■ Problem to solve:
In the entries that follow, identify the line containing "Phrase: rocky outcrop" and return it together with all later lines, exactly as they appear.

■ Records shown:
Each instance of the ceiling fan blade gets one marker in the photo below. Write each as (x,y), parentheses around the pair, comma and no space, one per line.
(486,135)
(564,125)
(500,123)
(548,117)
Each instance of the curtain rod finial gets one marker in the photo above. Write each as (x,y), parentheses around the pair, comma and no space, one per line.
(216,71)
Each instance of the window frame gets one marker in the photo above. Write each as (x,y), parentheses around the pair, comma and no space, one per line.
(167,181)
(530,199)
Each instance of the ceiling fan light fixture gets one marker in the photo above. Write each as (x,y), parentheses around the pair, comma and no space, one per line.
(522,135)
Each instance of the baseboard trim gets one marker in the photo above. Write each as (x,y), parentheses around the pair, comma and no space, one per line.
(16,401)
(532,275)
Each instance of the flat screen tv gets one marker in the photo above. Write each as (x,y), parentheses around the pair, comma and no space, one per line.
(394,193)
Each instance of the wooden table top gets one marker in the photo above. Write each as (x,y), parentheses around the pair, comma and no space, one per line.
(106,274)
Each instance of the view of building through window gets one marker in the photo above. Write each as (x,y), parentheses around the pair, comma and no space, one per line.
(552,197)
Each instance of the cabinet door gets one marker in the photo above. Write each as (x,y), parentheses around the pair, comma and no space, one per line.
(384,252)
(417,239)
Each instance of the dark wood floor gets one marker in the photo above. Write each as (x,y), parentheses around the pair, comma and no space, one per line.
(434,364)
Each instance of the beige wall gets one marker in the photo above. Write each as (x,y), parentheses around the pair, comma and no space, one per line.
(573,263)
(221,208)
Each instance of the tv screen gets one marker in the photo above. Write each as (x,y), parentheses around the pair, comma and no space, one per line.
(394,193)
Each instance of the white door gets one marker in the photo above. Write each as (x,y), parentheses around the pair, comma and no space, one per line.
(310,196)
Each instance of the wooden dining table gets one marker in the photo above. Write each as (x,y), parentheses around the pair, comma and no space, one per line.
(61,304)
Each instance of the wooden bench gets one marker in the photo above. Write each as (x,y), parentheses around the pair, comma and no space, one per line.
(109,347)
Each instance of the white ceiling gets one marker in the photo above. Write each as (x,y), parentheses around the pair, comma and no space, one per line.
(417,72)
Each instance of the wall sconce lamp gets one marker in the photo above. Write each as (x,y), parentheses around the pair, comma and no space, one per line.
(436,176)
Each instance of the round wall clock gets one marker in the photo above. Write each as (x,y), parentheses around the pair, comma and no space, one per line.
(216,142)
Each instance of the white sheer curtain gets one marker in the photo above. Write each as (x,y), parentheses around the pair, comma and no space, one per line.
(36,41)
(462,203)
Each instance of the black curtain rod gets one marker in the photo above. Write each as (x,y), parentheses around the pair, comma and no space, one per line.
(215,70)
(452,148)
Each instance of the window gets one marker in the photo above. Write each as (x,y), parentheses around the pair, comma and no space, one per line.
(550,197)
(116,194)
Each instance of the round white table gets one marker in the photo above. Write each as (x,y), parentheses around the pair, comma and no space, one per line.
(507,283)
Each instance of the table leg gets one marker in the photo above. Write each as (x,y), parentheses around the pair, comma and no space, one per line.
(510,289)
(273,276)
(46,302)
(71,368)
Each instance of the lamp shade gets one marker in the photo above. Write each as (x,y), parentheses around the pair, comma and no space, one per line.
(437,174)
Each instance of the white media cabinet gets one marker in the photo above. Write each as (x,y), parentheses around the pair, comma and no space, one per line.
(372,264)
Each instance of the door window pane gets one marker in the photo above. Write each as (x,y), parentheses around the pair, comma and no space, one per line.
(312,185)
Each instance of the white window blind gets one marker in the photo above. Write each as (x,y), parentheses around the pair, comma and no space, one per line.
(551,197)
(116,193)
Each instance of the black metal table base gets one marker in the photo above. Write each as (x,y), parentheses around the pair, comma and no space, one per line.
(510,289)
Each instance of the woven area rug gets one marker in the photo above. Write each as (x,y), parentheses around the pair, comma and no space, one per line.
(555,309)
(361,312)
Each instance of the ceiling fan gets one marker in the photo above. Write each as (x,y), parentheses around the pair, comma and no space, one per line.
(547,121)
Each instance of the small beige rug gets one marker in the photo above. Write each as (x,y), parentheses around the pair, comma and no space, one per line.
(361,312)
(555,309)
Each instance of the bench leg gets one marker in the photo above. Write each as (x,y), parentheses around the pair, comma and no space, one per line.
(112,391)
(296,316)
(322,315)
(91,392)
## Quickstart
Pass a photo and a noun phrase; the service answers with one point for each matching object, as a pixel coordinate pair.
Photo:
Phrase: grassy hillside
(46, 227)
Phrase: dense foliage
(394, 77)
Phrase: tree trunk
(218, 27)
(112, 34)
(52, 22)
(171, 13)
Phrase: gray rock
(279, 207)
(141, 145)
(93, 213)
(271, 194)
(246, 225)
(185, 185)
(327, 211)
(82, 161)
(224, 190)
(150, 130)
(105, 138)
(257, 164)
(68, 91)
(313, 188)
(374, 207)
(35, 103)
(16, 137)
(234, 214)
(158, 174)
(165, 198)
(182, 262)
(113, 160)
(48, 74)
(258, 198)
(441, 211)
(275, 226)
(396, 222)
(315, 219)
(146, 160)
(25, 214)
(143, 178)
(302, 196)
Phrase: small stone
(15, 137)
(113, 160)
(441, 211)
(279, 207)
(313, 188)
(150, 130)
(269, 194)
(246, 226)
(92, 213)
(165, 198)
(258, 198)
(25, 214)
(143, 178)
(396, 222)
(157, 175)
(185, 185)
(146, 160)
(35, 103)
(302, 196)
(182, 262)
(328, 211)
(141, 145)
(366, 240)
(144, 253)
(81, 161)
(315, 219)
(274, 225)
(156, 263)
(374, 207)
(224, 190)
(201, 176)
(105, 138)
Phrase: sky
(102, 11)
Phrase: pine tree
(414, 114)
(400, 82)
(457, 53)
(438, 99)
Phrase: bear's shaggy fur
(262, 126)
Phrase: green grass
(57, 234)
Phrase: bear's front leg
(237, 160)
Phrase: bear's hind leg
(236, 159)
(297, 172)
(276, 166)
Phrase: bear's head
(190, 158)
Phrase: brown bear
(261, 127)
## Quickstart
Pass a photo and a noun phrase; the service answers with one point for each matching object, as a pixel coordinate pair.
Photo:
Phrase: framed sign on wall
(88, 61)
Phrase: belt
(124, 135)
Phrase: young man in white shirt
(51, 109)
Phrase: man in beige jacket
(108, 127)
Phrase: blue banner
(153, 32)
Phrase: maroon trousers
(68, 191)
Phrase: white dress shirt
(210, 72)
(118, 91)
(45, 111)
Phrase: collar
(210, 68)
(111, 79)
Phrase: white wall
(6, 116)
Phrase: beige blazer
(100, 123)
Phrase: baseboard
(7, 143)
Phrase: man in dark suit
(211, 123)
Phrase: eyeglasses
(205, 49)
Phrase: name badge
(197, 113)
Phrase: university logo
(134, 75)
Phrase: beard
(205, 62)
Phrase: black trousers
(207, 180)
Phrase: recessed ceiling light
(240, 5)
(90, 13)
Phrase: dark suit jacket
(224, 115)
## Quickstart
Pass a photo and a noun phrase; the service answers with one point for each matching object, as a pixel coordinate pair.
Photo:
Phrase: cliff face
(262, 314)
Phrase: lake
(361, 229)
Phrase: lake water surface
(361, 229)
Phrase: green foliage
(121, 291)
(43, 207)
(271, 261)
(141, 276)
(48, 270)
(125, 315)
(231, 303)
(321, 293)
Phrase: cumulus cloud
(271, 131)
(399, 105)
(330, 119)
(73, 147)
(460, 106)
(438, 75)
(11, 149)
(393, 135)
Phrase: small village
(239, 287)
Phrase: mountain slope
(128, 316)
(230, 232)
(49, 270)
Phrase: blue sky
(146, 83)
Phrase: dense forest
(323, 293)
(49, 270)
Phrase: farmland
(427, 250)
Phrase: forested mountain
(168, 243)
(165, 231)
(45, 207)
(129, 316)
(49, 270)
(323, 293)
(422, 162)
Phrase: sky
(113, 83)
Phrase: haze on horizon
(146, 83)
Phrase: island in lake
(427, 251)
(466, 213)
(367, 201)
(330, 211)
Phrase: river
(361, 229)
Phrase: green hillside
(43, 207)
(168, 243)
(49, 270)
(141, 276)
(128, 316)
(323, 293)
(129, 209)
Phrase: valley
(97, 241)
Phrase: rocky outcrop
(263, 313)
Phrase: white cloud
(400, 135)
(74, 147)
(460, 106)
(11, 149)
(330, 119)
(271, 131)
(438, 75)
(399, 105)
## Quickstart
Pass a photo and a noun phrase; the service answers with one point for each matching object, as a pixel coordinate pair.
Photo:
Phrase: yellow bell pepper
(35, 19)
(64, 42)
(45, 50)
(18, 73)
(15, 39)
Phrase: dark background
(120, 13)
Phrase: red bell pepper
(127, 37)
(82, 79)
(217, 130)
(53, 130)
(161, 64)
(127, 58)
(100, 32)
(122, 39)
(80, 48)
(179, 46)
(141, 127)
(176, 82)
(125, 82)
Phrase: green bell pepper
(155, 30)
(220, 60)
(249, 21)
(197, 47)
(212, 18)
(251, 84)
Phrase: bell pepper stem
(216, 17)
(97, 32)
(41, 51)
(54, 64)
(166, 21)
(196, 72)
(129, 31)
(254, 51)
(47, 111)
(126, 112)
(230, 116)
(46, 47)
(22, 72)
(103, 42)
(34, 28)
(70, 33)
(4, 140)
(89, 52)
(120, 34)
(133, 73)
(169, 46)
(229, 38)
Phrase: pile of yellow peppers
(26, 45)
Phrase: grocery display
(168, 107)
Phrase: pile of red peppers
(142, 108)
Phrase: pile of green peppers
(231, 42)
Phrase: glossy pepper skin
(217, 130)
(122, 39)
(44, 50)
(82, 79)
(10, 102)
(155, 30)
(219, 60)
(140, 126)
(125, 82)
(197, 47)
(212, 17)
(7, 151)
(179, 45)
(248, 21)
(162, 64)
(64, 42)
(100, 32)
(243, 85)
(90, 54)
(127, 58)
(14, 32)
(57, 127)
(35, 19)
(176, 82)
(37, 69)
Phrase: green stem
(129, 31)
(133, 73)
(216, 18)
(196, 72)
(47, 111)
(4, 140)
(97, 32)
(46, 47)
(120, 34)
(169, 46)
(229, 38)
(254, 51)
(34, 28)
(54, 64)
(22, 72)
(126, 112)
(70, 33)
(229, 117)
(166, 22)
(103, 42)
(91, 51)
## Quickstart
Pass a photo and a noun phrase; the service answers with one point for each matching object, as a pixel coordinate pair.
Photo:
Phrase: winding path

■ Written reply:
Phrase: rocky outcrop
(263, 313)
Phrase: white cloud
(400, 135)
(74, 147)
(460, 106)
(11, 149)
(330, 119)
(271, 131)
(438, 75)
(399, 105)
## Quickstart
Pass a photo and a noun phrase; the service answers with one point for each matching object, as a pixel coordinate pair.
Photo:
Phrase: yellow bell pepper
(35, 19)
(64, 42)
(45, 50)
(18, 73)
(15, 39)
Phrase: dark background
(120, 13)
Phrase: red bell pepper
(127, 37)
(82, 79)
(217, 130)
(53, 130)
(161, 64)
(127, 58)
(100, 32)
(122, 39)
(80, 48)
(179, 46)
(141, 127)
(176, 82)
(125, 82)
Phrase: green bell pepper
(155, 30)
(220, 60)
(249, 21)
(197, 47)
(212, 18)
(251, 84)
Phrase: bell pepper stem
(216, 17)
(97, 32)
(41, 51)
(54, 64)
(166, 21)
(196, 72)
(129, 31)
(254, 51)
(47, 111)
(126, 112)
(230, 116)
(46, 47)
(22, 72)
(103, 42)
(34, 28)
(70, 33)
(4, 140)
(89, 52)
(120, 34)
(133, 73)
(169, 46)
(229, 38)
Phrase: pile of yellow peppers
(26, 45)
Phrase: grocery display
(168, 107)
Phrase: pile of red peppers
(142, 108)
Phrase: pile of green peppers
(231, 42)
Phrase: glossy pepper skin
(217, 130)
(122, 39)
(44, 50)
(82, 79)
(10, 102)
(155, 30)
(219, 60)
(140, 126)
(125, 82)
(197, 47)
(212, 17)
(7, 151)
(179, 45)
(248, 21)
(162, 64)
(64, 42)
(100, 32)
(243, 85)
(90, 54)
(127, 58)
(14, 32)
(57, 127)
(35, 19)
(176, 82)
(37, 69)
Phrase: green stem
(129, 31)
(133, 73)
(216, 18)
(196, 72)
(47, 111)
(4, 140)
(97, 32)
(46, 47)
(120, 34)
(169, 46)
(229, 38)
(254, 51)
(34, 28)
(54, 64)
(22, 72)
(126, 112)
(70, 33)
(229, 117)
(166, 22)
(103, 42)
(91, 51)
## Quickstart
Pass a photo and a noun phrase; the service answers with one point for each matching object, as a pixel coordinate pair.
Photo:
Phrase: winding path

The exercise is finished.